MATERIALE FORNITO:
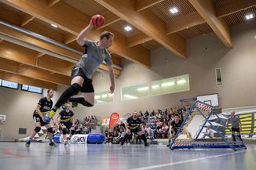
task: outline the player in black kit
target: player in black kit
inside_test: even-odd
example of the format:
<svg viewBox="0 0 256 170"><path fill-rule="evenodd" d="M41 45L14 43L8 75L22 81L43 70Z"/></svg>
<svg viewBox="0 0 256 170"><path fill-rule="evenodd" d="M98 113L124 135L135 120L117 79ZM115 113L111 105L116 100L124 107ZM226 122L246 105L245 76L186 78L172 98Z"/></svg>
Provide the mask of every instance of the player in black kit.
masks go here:
<svg viewBox="0 0 256 170"><path fill-rule="evenodd" d="M71 139L72 136L75 134L75 118L73 118L74 113L70 110L70 104L67 103L65 109L59 113L57 119L60 117L60 128L62 129L63 139L64 141L64 145L68 143L68 141ZM69 133L69 137L67 138L67 134Z"/></svg>
<svg viewBox="0 0 256 170"><path fill-rule="evenodd" d="M133 115L127 119L125 125L126 132L126 135L123 139L123 141L121 142L122 146L124 144L126 140L130 138L130 134L134 133L141 136L141 138L144 141L144 144L145 146L148 146L145 132L144 131L144 127L142 125L141 120L138 118L137 111L133 112Z"/></svg>
<svg viewBox="0 0 256 170"><path fill-rule="evenodd" d="M53 107L53 101L51 100L51 98L53 97L53 89L49 89L47 91L47 96L42 97L38 103L38 106L36 107L33 114L33 120L35 125L35 128L31 132L26 142L27 147L29 147L31 139L34 138L36 133L40 132L41 126L45 126L47 128L48 137L49 139L49 144L50 146L57 146L55 143L53 141L53 128L51 127L49 122L46 122L44 117L46 113L49 112Z"/></svg>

CONSEGNA: Mostra ogni riga del materiale in cui compare la parola "player", copiandola per intero.

RISULTATO FINALE:
task: outline the player in black kit
target: player in black kit
Provide the mask of every instance of the player in black kit.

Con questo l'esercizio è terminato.